Record extracts
........

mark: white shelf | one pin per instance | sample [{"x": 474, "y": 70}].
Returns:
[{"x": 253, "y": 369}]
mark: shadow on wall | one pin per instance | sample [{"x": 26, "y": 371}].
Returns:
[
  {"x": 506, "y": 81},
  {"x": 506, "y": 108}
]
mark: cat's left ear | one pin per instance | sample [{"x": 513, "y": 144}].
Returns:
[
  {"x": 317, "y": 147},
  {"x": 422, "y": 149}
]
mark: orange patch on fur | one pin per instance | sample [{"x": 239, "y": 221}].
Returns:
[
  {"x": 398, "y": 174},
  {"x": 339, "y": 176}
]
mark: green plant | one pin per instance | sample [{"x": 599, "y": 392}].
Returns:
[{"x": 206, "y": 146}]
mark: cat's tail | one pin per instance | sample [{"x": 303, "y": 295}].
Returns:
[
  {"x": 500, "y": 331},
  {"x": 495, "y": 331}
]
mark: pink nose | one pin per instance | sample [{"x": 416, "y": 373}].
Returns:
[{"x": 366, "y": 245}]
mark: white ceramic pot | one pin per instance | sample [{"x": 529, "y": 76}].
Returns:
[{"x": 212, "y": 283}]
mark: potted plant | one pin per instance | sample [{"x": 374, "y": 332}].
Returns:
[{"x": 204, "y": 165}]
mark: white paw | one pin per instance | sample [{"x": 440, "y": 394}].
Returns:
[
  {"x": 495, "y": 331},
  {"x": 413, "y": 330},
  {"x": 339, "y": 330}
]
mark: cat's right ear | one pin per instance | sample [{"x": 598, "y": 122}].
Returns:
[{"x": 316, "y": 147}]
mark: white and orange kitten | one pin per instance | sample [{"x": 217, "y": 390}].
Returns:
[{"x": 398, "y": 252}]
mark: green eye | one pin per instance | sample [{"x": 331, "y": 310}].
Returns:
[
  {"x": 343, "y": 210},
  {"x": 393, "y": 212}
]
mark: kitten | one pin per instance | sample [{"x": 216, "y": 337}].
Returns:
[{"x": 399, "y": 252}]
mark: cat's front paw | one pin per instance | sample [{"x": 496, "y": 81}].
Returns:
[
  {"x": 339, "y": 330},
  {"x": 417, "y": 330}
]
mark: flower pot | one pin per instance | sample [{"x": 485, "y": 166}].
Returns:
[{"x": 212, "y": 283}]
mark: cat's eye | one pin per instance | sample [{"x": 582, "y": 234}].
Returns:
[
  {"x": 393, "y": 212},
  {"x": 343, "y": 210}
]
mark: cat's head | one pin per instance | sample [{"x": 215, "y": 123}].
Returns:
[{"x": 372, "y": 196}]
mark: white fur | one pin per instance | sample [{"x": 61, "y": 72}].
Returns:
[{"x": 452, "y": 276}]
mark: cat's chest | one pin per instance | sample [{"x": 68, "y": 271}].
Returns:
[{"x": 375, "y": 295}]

........

Exercise brief
Every entry must appear in the answer exactly as written.

Exercise response
mark: white shelf | one pin per instance | sample [{"x": 474, "y": 70}].
Returns:
[{"x": 253, "y": 369}]
mark: shadow on wall | one pin per instance | sample [{"x": 26, "y": 371}].
Returns:
[
  {"x": 506, "y": 81},
  {"x": 506, "y": 108}
]
mark: cat's left ear | one pin per instance | sample [{"x": 513, "y": 144}].
Returns:
[
  {"x": 317, "y": 147},
  {"x": 422, "y": 149}
]
mark: orange patch on fur | one pin per instance | sample [{"x": 239, "y": 221}].
Returns:
[
  {"x": 398, "y": 174},
  {"x": 339, "y": 176}
]
mark: green plant | one pin per instance | sample [{"x": 599, "y": 392}].
Returns:
[{"x": 206, "y": 146}]
mark: cat's tail | one pin per instance | sample [{"x": 303, "y": 295}].
Returns:
[
  {"x": 500, "y": 331},
  {"x": 495, "y": 331}
]
mark: pink nose | one pin per instance | sample [{"x": 416, "y": 373}].
Returns:
[{"x": 366, "y": 245}]
mark: white ceramic pot | one pin per instance | sample [{"x": 529, "y": 76}].
Returns:
[{"x": 212, "y": 283}]
mark: potted plant | one pin per instance | sample [{"x": 374, "y": 332}].
Returns:
[{"x": 204, "y": 165}]
mark: white paw | one pin per instance | sample [{"x": 440, "y": 394}].
Returns:
[
  {"x": 495, "y": 331},
  {"x": 413, "y": 330},
  {"x": 339, "y": 330}
]
mark: cat's right ear | one pin per instance | sample [{"x": 598, "y": 122}].
Returns:
[{"x": 316, "y": 147}]
mark: white and orange kitten | one pin per instance | sample [{"x": 217, "y": 390}].
Returns:
[{"x": 398, "y": 252}]
mark: green eye | one pin per instance | sample [{"x": 331, "y": 310}].
Returns:
[
  {"x": 343, "y": 210},
  {"x": 393, "y": 212}
]
mark: kitten | one pin per instance | sample [{"x": 216, "y": 337}].
Returns:
[{"x": 399, "y": 252}]
mark: cat's front paw | one pin per instance | sample [{"x": 496, "y": 81}].
Returns:
[
  {"x": 339, "y": 330},
  {"x": 417, "y": 330}
]
mark: flower pot | one pin per instance | sample [{"x": 485, "y": 166}].
Returns:
[{"x": 212, "y": 283}]
mark: cat's eye | one pin per instance | sample [{"x": 582, "y": 234}].
Returns:
[
  {"x": 393, "y": 212},
  {"x": 343, "y": 210}
]
mark: cat's head | one pin per instance | sample [{"x": 215, "y": 123}].
Returns:
[{"x": 372, "y": 196}]
mark: white fur | one pin per instance | sample [{"x": 61, "y": 72}].
Returns:
[{"x": 452, "y": 276}]
mark: cat's chest | one pin per instance | sample [{"x": 68, "y": 271}].
Returns:
[{"x": 375, "y": 295}]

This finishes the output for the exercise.